# Design of Garden and New Outdoor Kitchen area



## jowwy (20 Jan 2021)

Decided to put a design together of my garden and outdoor kitchen area to work off this year.......







most of the work is already done during lockdown 1.......but this spring/summer will be a new kitchen area put in place, few more raised veggie beds and the pergola to cover the hot tub


----------



## MrGrumpy (20 Jan 2021)

Got plans this year for building my deck but materials are an issue just now !


----------



## jowwy (21 Jan 2021)

MrGrumpy said:


> Got plans this year for building my deck but materials are an issue just now !


That's one issue that lockdown brings, getting materials either delivered or being able to collect them


----------



## Drago (21 Jan 2021)

Thats a big job of work. Lots of pics as it goes please, I like watching DIY projects unfold.

I've been a bit lazy these last few years, but last summer kicked my arriss into gear and strarted a top to bottom revamp of the interior. Thats almost finihsed now, and when the weather improves I too get the pleasure of sorting the back garden. Decking, new wall, conservatoey repairs, new garage roof...going to quite labour and cash intensive, but hopefully I'll have a nice tan when its done.


----------



## jowwy (21 Jan 2021)

Drago said:


> Thats a big job of work. Lots of pics as it goes please, I like watching DIY projects unfold.
> 
> I've been a bit lazy these last few years, but last summer kicked my arriss into gear and strarted a top to bottom revamp of the interior. Thats almost finihsed now, and when the weather improves I too get the pleasure of sorting the back garden. Decking, new wall, conservatoey repairs, new garage roof...going to quite labour and cash intensive, but hopefully I'll have a nice tan when its done.

### TASK DETAILS:
In the garden thread, what will the pergola cover? The lines that come next have nothing to do with the garden thread.

### PROVIDED MATERIAL:
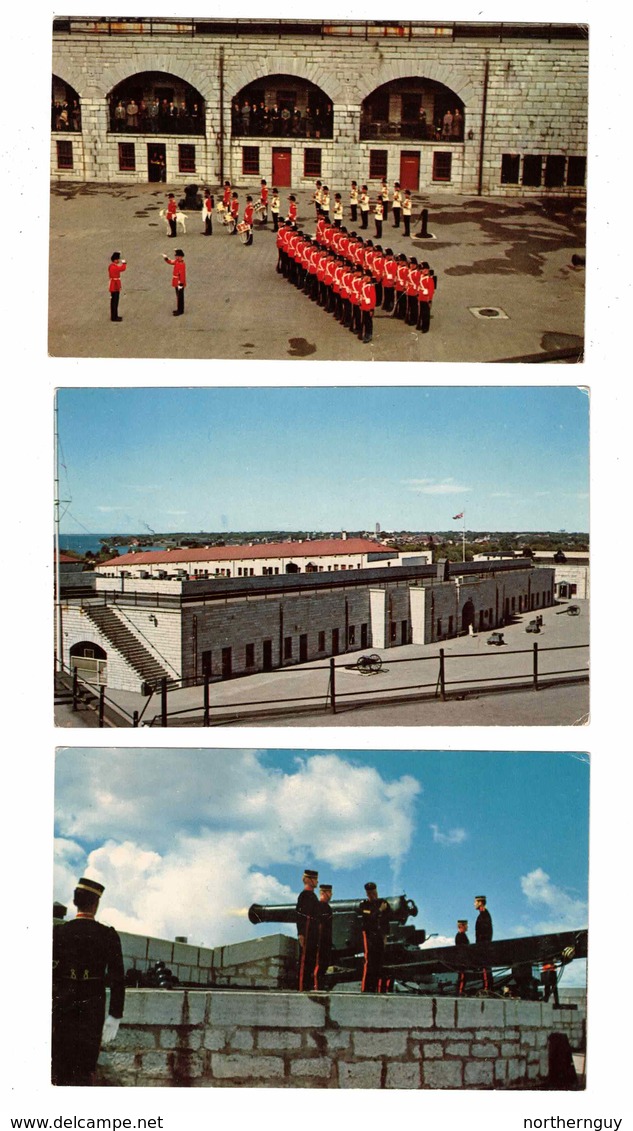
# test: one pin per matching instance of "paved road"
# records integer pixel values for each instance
(512, 255)
(469, 661)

### TASK SOLUTION:
The hot tub.